Reading passage
= = = = = = =

You have multiple debts. Credit cards. Student loans. Car payment. Maybe a personal loan. Every month you make minimum payments and watch the balances barely move.
You’re paying hundreds—maybe thousands—in interest monthly. And you’re wondering: “Will I ever get out of debt?”
Yes. But not by doing what you’re doing now.
Welcome back to The Clever Wallet’s Money Moves series. You’ve built your emergency fund (Move #1), found hidden money (Moves #2-3), automated savings (Move #4), and checked your credit (Move #5). Now it’s time to weaponize that knowledge and systematically destroy your debt.
This is the Debt Avalanche Money Move, and it’s the mathematically optimal way to eliminate debt while paying the least amount of interest.
The Money Move: Attack Your Highest Interest Rate Debt First
Most people pay debts randomly—a little here, a little there, whatever feels right. This costs you thousands in unnecessary interest.
The Debt Avalanche method is ruthlessly efficient:
- Make minimum payments on all debts
- Throw every extra dollar at the highest interest rate debt
- When that’s paid off, attack the next highest rate
- Repeat until debt-free
Same monthly payment. Thousands less in interest. Months or years faster to freedom.

= = = = = = =

Record extracts
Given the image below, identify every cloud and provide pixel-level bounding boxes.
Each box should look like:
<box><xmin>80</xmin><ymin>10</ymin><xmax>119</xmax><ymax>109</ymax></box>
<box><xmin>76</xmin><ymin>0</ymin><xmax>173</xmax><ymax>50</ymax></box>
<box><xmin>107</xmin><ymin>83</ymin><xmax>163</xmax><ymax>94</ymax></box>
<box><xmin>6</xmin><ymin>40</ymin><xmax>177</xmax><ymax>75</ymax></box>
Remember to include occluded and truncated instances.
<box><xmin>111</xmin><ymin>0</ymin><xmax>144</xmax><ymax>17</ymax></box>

= = = = = = =

What is asked
From the debt article, quote the passage starting at "You’re paying hundreds—maybe" and ending at "in unnecessary interest.". Rely only on the article about paying off debt.

Correct answer
You’re paying hundreds—maybe thousands—in interest monthly. And you’re wondering: “Will I ever get out of debt?”
Yes. But not by doing what you’re doing now.
Welcome back to The Clever Wallet’s Money Moves series. You’ve built your emergency fund (Move #1), found hidden money (Moves #2-3), automated savings (Move #4), and checked your credit (Move #5). Now it’s time to weaponize that knowledge and systematically destroy your debt.
This is the Debt Avalanche Money Move, and it’s the mathematically optimal way to eliminate debt while paying the least amount of interest.
The Money Move: Attack Your Highest Interest Rate Debt First
Most people pay debts randomly—a little here, a little there, whatever feels right. This costs you thousands in unnecessary interest.